=== Given problem ===
How many of the lines below contain the string "front", with case counting? Reply with the number only.

[Stored dataset items]
:::::
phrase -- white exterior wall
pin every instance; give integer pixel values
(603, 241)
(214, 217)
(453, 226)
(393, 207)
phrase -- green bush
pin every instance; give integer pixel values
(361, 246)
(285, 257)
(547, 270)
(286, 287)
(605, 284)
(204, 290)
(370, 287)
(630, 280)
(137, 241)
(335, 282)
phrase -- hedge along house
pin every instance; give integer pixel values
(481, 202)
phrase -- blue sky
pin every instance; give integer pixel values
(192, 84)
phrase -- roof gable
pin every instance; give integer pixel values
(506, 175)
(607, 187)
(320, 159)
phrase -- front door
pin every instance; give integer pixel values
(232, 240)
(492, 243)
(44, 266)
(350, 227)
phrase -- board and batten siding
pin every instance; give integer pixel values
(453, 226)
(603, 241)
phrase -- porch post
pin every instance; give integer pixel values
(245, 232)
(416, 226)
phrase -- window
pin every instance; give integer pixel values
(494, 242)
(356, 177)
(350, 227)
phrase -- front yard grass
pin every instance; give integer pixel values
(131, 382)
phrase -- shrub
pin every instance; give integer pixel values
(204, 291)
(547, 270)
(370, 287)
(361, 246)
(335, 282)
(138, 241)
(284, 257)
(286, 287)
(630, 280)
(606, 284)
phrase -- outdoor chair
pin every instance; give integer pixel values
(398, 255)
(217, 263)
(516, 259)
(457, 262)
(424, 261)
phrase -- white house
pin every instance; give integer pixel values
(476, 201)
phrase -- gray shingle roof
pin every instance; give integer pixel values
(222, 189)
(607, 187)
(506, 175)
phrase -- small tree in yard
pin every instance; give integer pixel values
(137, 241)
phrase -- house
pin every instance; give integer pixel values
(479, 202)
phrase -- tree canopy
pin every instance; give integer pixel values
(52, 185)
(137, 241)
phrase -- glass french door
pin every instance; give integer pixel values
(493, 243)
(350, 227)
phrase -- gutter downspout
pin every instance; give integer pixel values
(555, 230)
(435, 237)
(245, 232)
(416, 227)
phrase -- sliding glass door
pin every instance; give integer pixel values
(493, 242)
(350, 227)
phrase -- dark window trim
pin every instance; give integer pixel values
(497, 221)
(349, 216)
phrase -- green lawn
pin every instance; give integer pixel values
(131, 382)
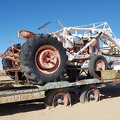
:::::
=== Reply ===
2